= Beginning of Section =

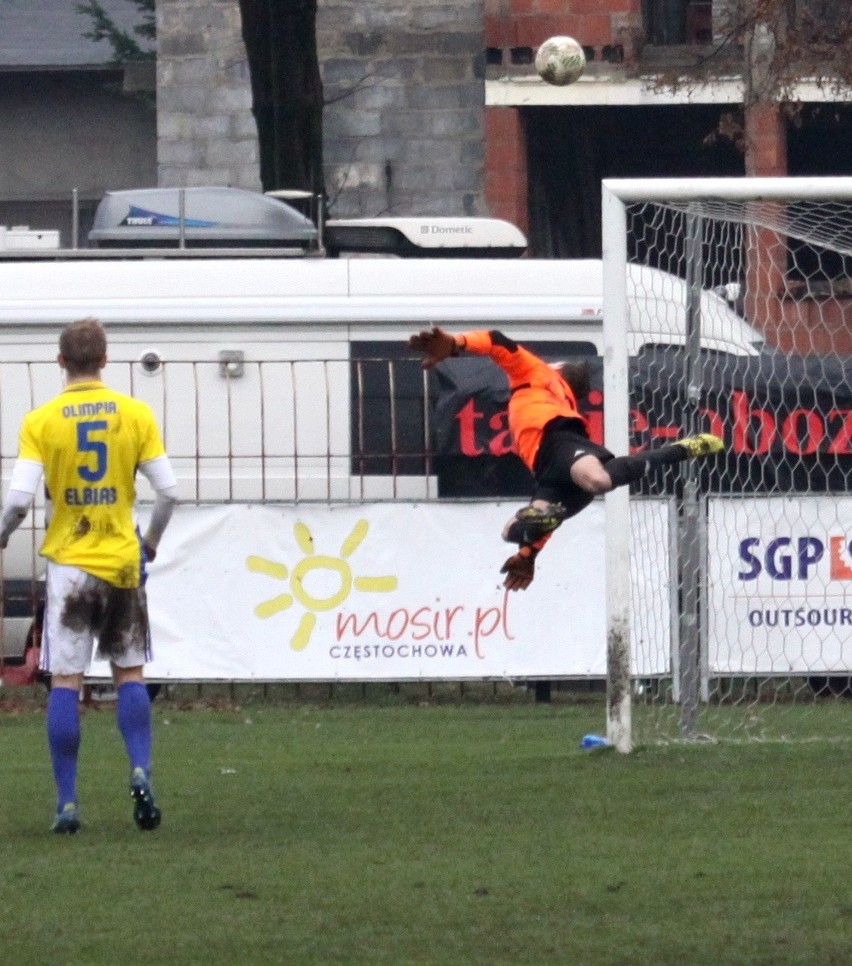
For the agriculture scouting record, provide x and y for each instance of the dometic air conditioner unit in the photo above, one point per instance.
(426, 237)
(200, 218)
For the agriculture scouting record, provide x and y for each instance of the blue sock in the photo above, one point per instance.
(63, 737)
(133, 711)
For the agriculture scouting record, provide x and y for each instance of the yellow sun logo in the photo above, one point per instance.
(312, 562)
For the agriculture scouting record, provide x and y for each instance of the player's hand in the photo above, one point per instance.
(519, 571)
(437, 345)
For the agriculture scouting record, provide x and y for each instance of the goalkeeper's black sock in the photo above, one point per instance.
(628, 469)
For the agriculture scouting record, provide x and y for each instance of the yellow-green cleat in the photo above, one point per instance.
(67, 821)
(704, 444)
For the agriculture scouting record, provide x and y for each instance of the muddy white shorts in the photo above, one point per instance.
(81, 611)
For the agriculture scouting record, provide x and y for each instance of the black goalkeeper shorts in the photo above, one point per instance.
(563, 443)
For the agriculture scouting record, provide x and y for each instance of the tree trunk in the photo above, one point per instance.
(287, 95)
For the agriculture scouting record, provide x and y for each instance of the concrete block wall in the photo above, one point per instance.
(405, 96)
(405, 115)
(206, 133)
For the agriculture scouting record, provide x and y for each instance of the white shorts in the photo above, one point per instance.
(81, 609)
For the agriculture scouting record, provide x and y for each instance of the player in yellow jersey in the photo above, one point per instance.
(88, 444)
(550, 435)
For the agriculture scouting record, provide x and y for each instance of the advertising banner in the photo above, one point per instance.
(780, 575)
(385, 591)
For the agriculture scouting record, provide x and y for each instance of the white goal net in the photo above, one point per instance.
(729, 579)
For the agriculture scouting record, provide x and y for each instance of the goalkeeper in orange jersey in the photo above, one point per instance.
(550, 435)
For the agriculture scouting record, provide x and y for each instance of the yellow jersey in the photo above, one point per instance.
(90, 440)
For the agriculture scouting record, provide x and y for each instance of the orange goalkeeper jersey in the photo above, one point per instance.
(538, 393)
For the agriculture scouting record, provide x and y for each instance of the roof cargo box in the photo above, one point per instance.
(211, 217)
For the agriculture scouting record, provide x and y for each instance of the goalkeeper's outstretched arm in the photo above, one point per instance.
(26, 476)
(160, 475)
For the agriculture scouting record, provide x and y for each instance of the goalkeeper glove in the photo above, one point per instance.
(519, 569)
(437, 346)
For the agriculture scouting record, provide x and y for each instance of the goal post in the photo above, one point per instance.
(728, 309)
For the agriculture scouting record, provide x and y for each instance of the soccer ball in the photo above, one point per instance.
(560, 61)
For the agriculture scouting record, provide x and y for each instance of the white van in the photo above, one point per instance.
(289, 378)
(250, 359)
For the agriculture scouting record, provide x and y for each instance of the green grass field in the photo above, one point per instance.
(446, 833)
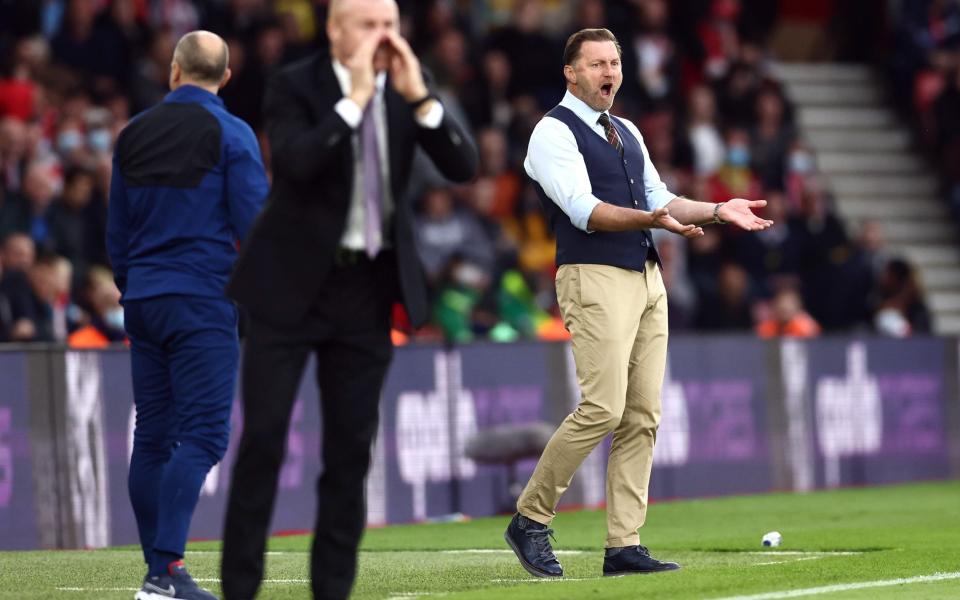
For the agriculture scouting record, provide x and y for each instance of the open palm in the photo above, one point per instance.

= End of Section =

__What needs to be done__
Since the pictures are not wanted, give the material again exactly without them.

__Result of this exercise__
For the agriculture scouting record, provide x and y for each instance of the dometic air conditioner unit in the photo above, one point per instance.
(426, 237)
(200, 218)
For the agriculture scouting record, provide x and y for each instance of the blue sock in the photo above, one point per instance.
(63, 737)
(133, 711)
For the agriculture scouting record, provide x and y for each instance of the yellow sun logo in the photo above, one point per instance.
(312, 562)
For the agriculture scouting record, provide x and y for each instance of the player's hand in the photo above, one point per instance.
(519, 571)
(437, 345)
For the agriculture scouting record, provide x and y for each instance of the goalkeeper's black sock in the photo above, one point per instance.
(628, 469)
For the agriculture scouting record, provide x and y for each instance of the yellow-green cleat in the photo above, one point per instance.
(67, 821)
(704, 444)
For the agriculture scouting record, provide x and y for each instance of the muddy white shorts in the photo above, one point per instance.
(81, 611)
For the agriculture scouting record, provide x and y for each instance of the black goalkeeper shorts in the photo above, one point per instance.
(563, 443)
For the agriculture scouting record, provide x and y for each instance of the tree trunk in the photo above, one point per instance.
(287, 95)
For the agriculture scouting record, provide x and y for each instance of the concrete block wall in the photo above, one point per instance.
(405, 96)
(405, 115)
(206, 133)
For the agriculture scouting record, provide x and y for each instance of the white shorts in the photo above, one point per instance.
(81, 609)
For the agriculture scouting record, provide x and y for each instance of the player in yellow jersey in the photo above, one point per instance.
(88, 444)
(550, 435)
For the agriculture scouting record, provide x and y for each instance of the advertising banner in the photo above, one point per instance.
(780, 575)
(385, 591)
For the agriculture scouting record, provide x and y for each instance of the white goal net in the photo above, one point per instance.
(729, 579)
For the agriculture scouting record, provide x and y for each instance of the goalkeeper in orange jersey in the photo above, one point per instance.
(550, 435)
For the agriculture scouting record, provide x and y for each instance of the yellow jersey in the photo above, one point per instance.
(90, 440)
For the agriculture scouting record, provide x and y for each instance of the orange goalkeeper jersey in the photo above, one point per instance.
(538, 393)
For the agriculture scouting record, provide x and y for each instance of the roof cargo box in the photo above, one point per instance.
(211, 217)
For the agriculture scouting record, provide x and y for each instance of the goalkeeper's outstretched arm in the photo above, one point per instance.
(26, 476)
(160, 475)
For the agriculture scouting record, provide x and y for each instance of the goalkeeper glove in the photo above, one point per instance.
(519, 569)
(437, 346)
For the agriculture scouting record, provide x and y for each instance of the goal post in the photo above, one point per instance.
(728, 309)
For the agriculture scouting record, provide x and y for each instance of the soccer ball in the photo above, one point per instance.
(560, 61)
For the agriculture scouting record, provide x and y for each instance of the white van in the photo above, one point per instance.
(289, 378)
(250, 359)
For the agriculture scouting record, provide x and y for each instance of the green grass field in the photo above, one point per instance.
(446, 833)
For the agriculture scouting record, provide x and y for each instance of the open palm in the photo above, one point per instance.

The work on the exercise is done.